━━━ Selected excerpt

To provide an intuitive view of the coupling mechanism, Figure 5 presents a selection of the cases considered in Figure 4 with the parameters selected for providing the highest coupling. Depending on the considered parameters it is shown how the nanojets is injected in the adjacent waveguide transforming its energy to the supported fundamental guided mode of the channel waveguide. In Figure 4 is clear for a few cases of strong coupling for n= 1.7, 1.76, and 1.9, the existence of two distinct peaks with comparable maximum coupling corresponding to different L. As can be observed from Fig. 3 (c), (d) the interplay between diameter and distance L can provide conditions for comparable efficient coupling but with different ways by directing the light in different positions along the waveguide, as clearly seen also in Figure 5. For clarity the different ways of coupling are demonstrated comparatively in the Supplementary Material section in Fig. S3 (b) and (c), and Figure S4 (b) and (c) for microspheres with refractive index n= 1.76 and 1.9 respectively.
In order to demonstrate clearly the reliable steady state condition of coupling of the nanojets into the waveguide' supported modes it is provided in Figure 6 the coupling mechanism for the representative case of a highly efficient coupling through a 6 μm diameter, n = 1.9 microsphere at L = 0 μm and over 70μm and 250 μm of waveguide propagation. In the case of 70 μm is can be seen the details of nanojet formation in presence of the waveguide, while in the 250 μm it is demonstrated the smooth steady state propagation of the supported propagated mode.

━━━━━━

— Written problem —
In the excerpt on nanojet coupling into a waveguide, what microsphere diameter, refractive index, and distance L define the representative case shown in Figure 6?

━━━ Given entries

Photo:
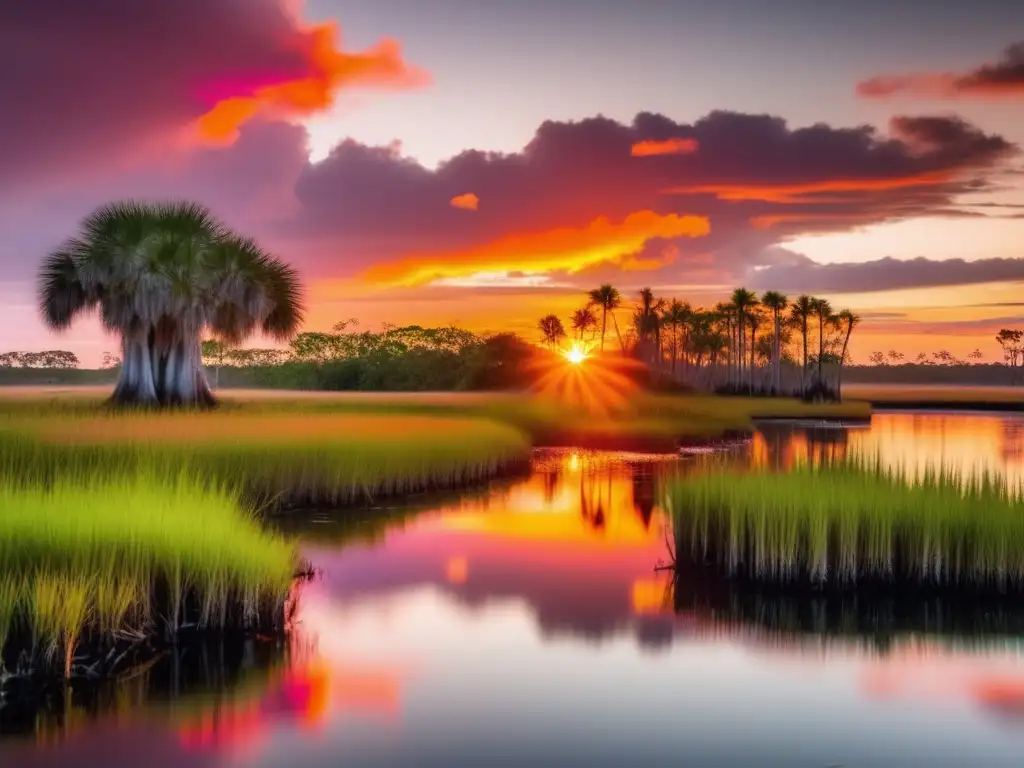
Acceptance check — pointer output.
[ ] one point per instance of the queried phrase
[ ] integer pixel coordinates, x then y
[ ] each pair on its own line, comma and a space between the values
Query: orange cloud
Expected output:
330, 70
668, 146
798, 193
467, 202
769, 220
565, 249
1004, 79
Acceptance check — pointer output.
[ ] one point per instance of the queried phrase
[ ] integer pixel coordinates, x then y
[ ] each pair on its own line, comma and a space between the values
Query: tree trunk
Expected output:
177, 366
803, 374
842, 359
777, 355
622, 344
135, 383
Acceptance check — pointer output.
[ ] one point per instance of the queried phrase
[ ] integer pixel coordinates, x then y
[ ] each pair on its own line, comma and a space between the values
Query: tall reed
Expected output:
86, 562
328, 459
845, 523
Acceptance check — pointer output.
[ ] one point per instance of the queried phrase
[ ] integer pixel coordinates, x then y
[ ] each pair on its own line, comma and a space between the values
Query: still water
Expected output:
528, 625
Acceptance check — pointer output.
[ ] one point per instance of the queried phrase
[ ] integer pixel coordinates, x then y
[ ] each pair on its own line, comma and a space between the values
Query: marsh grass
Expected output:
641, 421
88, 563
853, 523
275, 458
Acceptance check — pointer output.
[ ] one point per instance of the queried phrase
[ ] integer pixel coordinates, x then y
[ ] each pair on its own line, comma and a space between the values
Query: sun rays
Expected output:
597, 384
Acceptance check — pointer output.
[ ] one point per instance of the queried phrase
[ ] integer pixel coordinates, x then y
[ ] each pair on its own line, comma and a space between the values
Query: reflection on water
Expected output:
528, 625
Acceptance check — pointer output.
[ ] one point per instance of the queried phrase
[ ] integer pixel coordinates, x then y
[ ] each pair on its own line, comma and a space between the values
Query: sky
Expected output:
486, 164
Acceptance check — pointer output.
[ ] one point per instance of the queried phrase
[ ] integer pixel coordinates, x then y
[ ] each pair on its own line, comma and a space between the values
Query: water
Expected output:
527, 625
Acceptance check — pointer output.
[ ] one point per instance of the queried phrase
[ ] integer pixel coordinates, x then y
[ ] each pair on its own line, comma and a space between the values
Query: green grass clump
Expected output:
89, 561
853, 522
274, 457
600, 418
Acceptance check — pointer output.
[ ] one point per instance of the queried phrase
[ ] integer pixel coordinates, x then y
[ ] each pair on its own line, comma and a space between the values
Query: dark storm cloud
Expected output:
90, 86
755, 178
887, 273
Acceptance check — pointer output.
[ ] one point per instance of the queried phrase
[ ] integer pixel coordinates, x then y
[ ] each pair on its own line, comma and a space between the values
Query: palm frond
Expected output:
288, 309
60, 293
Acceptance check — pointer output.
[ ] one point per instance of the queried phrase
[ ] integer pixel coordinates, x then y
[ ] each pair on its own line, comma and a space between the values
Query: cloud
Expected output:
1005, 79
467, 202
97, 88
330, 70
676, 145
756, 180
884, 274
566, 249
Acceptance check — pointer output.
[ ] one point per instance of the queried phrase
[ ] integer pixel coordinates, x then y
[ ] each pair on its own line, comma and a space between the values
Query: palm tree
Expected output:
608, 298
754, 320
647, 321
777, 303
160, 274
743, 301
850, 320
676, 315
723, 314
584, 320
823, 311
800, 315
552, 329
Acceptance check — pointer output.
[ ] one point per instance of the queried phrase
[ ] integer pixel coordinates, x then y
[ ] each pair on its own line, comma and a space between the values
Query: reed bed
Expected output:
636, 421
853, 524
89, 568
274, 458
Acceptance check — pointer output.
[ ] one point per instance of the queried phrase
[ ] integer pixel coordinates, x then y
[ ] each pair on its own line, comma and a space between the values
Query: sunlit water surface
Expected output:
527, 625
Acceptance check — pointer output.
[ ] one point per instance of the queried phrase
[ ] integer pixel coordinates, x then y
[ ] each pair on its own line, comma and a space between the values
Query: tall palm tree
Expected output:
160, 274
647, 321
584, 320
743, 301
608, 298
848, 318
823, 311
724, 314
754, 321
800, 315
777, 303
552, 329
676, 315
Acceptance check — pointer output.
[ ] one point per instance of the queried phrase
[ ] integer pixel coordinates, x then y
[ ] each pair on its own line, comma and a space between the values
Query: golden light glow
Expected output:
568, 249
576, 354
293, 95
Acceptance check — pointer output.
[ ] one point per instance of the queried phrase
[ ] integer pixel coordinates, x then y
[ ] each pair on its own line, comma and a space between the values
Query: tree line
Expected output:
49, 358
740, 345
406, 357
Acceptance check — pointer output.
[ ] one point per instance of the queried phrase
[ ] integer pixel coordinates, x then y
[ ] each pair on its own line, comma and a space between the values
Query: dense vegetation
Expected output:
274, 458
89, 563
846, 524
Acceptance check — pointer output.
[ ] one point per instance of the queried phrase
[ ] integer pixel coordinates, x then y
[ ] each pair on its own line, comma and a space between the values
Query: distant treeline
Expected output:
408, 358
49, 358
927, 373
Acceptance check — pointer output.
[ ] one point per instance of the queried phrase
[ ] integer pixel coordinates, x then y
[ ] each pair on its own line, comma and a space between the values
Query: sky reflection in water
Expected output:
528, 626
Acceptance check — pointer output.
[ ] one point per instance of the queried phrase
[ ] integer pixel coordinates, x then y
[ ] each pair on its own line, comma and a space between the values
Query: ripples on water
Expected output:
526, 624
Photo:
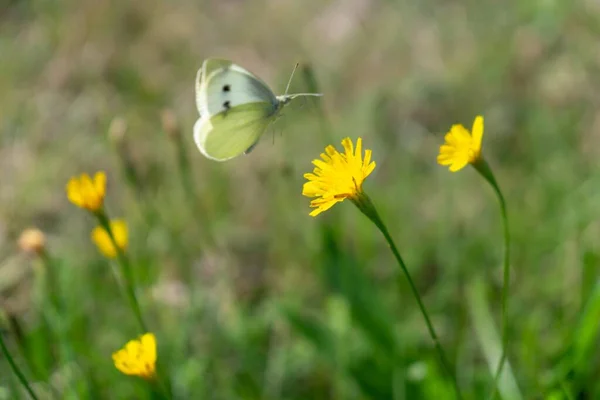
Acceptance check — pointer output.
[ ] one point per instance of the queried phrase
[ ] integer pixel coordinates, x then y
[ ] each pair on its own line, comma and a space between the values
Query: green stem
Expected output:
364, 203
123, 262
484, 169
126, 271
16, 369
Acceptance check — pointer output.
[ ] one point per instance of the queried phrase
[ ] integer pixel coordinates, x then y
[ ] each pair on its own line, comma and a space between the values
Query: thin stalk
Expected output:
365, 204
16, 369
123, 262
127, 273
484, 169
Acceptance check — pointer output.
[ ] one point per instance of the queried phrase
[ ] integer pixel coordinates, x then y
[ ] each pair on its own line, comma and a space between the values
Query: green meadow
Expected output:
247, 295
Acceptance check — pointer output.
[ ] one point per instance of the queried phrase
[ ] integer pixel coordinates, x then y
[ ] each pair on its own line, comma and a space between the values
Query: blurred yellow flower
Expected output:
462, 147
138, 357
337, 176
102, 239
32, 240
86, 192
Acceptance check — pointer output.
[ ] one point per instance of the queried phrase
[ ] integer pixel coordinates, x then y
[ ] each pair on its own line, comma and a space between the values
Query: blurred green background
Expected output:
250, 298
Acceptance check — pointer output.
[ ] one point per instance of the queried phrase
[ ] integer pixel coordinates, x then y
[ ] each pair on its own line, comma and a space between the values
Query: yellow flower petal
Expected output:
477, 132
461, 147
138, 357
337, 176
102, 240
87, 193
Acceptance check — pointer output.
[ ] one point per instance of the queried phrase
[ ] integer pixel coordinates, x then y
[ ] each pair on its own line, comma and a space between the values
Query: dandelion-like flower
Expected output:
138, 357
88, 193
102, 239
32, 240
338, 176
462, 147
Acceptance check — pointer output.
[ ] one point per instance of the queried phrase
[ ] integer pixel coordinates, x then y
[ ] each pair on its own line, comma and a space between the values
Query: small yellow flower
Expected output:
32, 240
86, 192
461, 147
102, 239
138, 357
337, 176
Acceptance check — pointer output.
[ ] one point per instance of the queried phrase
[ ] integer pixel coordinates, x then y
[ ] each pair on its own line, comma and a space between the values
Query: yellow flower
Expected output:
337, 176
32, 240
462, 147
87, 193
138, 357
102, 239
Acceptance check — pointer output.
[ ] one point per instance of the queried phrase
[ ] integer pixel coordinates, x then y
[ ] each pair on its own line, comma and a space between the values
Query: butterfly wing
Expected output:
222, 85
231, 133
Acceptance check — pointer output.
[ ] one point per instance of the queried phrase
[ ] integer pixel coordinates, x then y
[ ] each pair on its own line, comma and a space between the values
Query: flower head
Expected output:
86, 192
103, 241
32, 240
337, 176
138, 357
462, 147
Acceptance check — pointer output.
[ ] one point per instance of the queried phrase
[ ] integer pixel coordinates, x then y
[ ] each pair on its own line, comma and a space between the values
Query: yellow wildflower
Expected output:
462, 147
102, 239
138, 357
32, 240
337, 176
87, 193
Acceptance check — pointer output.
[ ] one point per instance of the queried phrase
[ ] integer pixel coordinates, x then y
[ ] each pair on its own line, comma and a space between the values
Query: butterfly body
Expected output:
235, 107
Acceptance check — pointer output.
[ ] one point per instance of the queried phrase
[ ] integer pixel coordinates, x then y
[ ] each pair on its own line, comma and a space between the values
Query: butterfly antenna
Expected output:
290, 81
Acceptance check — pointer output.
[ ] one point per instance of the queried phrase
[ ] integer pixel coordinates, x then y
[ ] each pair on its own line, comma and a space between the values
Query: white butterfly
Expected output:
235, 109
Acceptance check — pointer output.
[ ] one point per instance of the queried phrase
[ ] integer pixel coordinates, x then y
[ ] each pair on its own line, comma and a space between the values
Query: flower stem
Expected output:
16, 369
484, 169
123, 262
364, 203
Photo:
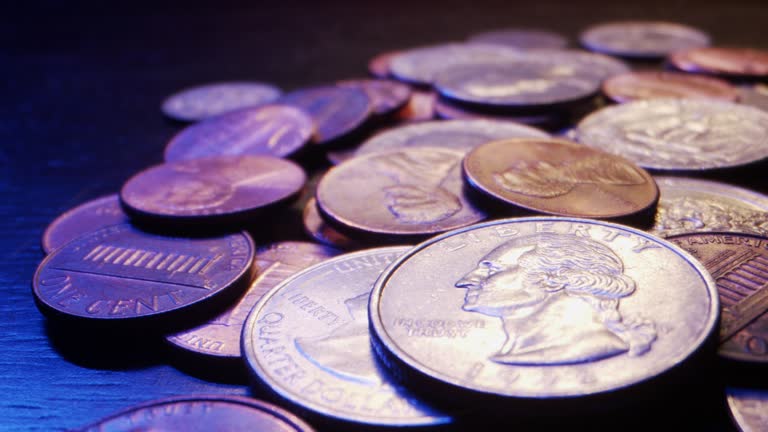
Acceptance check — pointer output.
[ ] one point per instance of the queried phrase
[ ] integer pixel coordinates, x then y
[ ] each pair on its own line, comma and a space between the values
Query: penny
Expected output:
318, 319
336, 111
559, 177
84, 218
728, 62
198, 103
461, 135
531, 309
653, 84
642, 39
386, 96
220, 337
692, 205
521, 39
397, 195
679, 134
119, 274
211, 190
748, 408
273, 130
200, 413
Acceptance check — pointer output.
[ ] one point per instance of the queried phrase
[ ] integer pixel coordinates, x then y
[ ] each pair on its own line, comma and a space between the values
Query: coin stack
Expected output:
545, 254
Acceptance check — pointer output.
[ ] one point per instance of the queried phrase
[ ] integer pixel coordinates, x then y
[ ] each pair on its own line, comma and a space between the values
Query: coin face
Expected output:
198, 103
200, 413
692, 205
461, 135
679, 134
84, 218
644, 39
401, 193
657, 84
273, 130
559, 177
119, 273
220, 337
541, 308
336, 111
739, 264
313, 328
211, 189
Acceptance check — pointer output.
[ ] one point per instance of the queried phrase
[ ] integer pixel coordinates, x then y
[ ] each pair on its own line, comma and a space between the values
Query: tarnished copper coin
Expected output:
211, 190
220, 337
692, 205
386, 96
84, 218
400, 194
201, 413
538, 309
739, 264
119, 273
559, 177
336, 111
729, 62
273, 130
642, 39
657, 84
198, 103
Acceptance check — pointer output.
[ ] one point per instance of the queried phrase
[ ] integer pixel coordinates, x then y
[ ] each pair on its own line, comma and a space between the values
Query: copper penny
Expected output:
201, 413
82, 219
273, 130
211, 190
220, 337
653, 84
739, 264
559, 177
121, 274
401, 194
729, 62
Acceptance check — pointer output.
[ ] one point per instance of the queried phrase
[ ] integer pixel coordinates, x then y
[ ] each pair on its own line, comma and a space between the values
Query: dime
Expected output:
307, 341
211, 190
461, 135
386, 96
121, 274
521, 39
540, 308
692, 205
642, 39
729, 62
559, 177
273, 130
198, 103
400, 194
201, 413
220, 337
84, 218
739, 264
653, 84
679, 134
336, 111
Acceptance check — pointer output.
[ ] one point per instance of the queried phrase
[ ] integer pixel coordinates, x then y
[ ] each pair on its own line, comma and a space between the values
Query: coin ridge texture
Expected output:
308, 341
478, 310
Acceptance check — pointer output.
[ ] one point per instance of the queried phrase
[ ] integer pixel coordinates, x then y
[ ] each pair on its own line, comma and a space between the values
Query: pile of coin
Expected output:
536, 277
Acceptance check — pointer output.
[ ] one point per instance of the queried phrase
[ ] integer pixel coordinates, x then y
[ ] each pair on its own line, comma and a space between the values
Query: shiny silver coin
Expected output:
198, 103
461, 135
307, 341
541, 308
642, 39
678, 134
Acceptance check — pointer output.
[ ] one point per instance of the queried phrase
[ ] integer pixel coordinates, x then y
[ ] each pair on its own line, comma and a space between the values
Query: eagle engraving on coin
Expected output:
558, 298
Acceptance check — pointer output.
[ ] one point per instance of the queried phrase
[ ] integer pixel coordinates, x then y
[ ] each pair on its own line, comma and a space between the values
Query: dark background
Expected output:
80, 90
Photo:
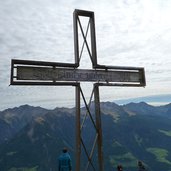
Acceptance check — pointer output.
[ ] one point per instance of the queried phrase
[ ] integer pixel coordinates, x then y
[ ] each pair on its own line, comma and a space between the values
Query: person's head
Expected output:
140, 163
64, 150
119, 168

━━━━━━

— Solution for this exercise —
A 6 μm diameter, a refractive index of n = 1.9, and L = 0 μm.